**Exercise objective:** In the copy, include no pictures. Reproduce the rest of the entries exactly.

**Records drawn from a dataset:**
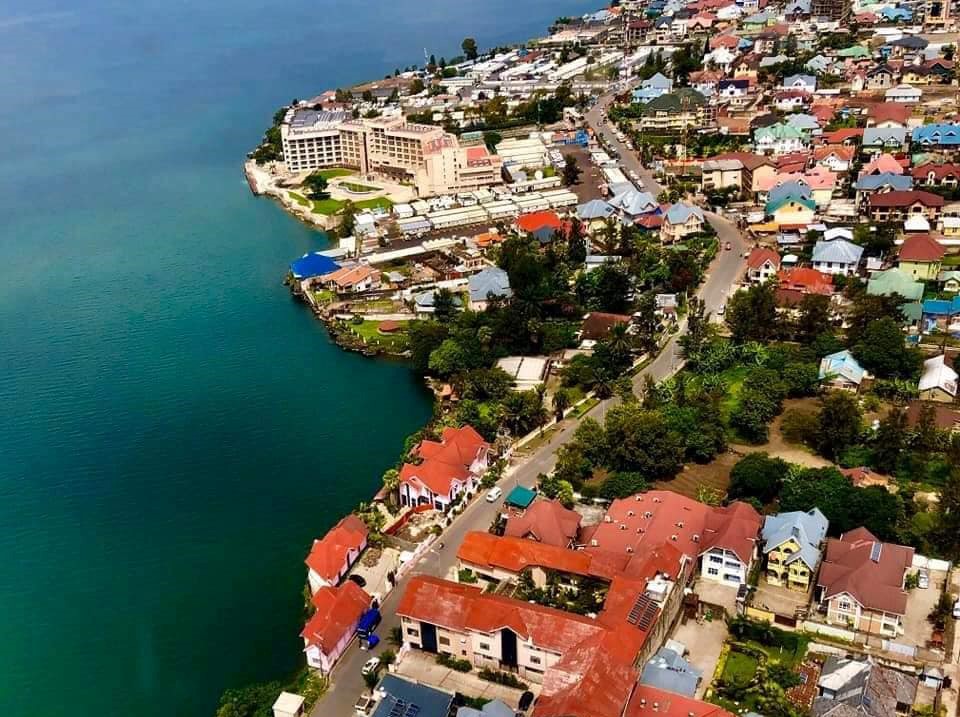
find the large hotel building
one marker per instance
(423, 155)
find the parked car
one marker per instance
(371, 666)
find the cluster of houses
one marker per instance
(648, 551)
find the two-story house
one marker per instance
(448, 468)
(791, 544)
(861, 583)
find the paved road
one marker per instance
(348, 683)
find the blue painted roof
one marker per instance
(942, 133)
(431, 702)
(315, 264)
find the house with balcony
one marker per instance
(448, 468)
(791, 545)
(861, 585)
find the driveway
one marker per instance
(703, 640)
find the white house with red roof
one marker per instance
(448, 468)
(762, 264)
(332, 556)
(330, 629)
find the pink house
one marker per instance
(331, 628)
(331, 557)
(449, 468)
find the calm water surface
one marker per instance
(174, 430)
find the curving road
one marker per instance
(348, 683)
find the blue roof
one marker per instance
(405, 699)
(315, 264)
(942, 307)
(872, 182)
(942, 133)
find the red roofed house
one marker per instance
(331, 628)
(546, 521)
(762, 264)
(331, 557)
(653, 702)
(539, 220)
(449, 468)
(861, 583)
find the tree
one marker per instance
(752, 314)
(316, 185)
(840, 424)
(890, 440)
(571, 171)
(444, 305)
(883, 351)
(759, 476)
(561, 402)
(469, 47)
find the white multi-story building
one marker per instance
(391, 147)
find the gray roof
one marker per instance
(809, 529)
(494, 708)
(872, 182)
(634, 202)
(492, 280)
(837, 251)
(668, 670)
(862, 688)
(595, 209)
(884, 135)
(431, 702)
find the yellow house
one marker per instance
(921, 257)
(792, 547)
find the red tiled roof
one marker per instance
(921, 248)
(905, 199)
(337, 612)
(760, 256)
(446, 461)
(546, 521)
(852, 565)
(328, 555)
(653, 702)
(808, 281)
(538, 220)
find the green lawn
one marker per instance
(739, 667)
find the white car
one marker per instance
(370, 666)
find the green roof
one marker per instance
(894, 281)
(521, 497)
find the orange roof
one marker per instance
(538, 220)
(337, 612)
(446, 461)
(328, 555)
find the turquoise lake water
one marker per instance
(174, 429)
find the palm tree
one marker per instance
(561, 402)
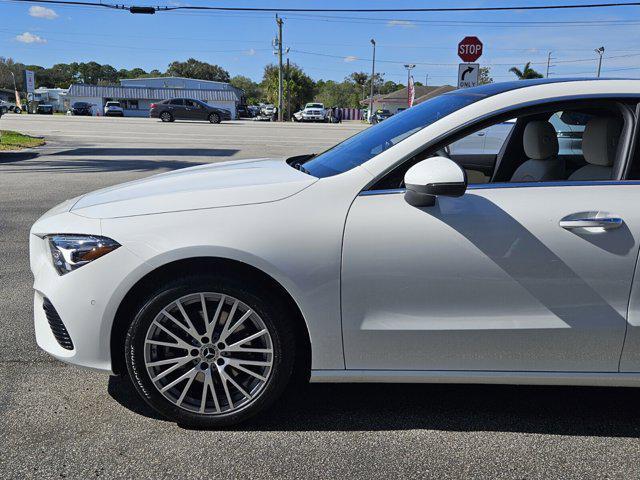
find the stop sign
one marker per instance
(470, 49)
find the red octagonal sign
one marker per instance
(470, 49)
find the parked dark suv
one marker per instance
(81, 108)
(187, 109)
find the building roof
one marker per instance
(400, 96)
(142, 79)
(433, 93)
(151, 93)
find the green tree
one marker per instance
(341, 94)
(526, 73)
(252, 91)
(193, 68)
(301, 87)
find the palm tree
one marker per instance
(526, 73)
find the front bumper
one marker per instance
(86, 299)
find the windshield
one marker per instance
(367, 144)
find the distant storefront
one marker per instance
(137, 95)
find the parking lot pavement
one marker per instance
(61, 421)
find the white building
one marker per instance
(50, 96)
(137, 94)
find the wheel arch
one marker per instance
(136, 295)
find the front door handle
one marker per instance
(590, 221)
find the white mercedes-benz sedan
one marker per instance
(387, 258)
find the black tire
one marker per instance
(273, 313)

**Solution:**
find the large hotel building
one marker per instance
(423, 155)
find the parked car
one marker per instance
(371, 666)
find the cluster of houses
one marker per instance
(648, 551)
find the two-story house
one marker per instance
(448, 468)
(791, 544)
(861, 583)
find the paved road
one marker per instance
(348, 683)
find the blue painted roof
one marker per instance
(942, 133)
(431, 702)
(315, 264)
find the house with balcony
one marker per instance
(448, 468)
(791, 545)
(861, 585)
find the driveway
one marker per instance
(703, 640)
find the white house with red roof
one marker per instance
(448, 468)
(762, 264)
(332, 556)
(330, 629)
find the pink house
one marker per instance
(331, 628)
(331, 557)
(449, 468)
find the calm water surface
one marker per instance
(174, 430)
find the curving road
one marker per instance
(348, 683)
find the blue roof
one marker per instance
(405, 699)
(315, 264)
(942, 307)
(872, 182)
(942, 133)
find the red roofed house
one marker per instance
(331, 628)
(546, 521)
(762, 264)
(331, 557)
(653, 702)
(539, 220)
(449, 468)
(861, 583)
find the tree
one marker per instance
(752, 314)
(316, 185)
(840, 424)
(890, 440)
(571, 171)
(444, 305)
(883, 351)
(759, 476)
(561, 402)
(469, 47)
find the white multi-story building
one marker per instance
(391, 147)
find the gray roof
one marker per instance
(809, 529)
(494, 708)
(872, 182)
(634, 202)
(492, 280)
(837, 251)
(668, 670)
(862, 688)
(595, 209)
(884, 135)
(431, 702)
find the yellow house
one marker per instance
(921, 257)
(792, 547)
find the red tiled roof
one marker per instance
(921, 248)
(905, 199)
(337, 612)
(760, 256)
(446, 461)
(546, 521)
(852, 565)
(328, 555)
(653, 702)
(808, 281)
(538, 220)
find the green lawn
one marker per instance
(739, 667)
find the white car
one marker per instance
(370, 666)
find the green roof
one marker per instance
(894, 281)
(521, 497)
find the orange roof
one marker per instance
(538, 220)
(337, 612)
(446, 461)
(328, 555)
find the turquoise lake water
one marker per instance
(174, 429)
find the palm tree
one marker per instance
(561, 402)
find the stop sign
one marker per instance
(470, 49)
find the red octagonal sign
one marker per instance
(470, 49)
find the parked dark suv
one marker per instance
(81, 108)
(187, 109)
find the building roof
one marker per instance
(400, 96)
(142, 79)
(433, 93)
(151, 93)
find the green tree
one marker per instance
(341, 94)
(526, 73)
(252, 91)
(193, 68)
(301, 87)
find the palm tree
one marker per instance
(526, 73)
find the front bumper
one marker per instance
(86, 299)
find the windshield
one marker per instance
(367, 144)
find the distant storefront
one marker per instance
(137, 95)
find the parking lot pavement
one marker per instance
(61, 421)
find the white building
one marker per instance
(50, 96)
(137, 94)
find the wheel arch
one marker per instance
(136, 295)
find the front door handle
one marker per instance
(590, 221)
find the white mercedes-benz sedan
one marker per instance
(387, 258)
find the black tire
one marker per instance
(273, 313)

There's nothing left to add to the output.